_What the task asks_.
Reproduce the listing below verbatim, from its first line through the line containing "output: a list".

_Data section_.

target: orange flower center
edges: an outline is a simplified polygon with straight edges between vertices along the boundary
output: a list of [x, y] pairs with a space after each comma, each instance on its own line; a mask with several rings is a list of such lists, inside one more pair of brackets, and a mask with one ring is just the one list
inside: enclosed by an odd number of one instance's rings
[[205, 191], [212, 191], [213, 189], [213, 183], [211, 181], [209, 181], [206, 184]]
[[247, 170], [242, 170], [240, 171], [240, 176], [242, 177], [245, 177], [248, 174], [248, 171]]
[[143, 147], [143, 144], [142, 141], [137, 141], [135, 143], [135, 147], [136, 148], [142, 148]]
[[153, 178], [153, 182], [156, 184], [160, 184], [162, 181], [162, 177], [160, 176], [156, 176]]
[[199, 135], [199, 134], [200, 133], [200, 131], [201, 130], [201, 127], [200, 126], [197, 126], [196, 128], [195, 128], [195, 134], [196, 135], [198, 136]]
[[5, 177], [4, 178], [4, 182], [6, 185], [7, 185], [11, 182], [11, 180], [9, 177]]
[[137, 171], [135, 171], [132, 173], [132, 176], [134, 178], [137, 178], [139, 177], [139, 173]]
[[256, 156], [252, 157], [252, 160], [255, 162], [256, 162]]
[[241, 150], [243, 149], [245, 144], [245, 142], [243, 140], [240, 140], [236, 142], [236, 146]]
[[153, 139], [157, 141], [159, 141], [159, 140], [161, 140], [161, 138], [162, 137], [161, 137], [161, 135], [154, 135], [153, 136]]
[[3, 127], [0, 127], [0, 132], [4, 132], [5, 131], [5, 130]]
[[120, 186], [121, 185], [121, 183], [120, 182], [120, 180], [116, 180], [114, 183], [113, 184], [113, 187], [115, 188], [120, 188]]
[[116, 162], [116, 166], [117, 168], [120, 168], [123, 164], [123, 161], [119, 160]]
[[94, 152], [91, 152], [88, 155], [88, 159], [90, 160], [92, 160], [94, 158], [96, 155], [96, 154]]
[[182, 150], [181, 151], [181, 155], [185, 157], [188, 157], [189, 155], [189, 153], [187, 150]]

_Answer below_.
target: orange flower center
edges: an outline is a simplified polygon with straight edges between vertices along the boundary
output: a list of [x, y] pairs with a space after each comma, each instance on its own line; a mask with several rings is a list of such lists, inside one more pair of brackets, and a mask with one ring is just the one list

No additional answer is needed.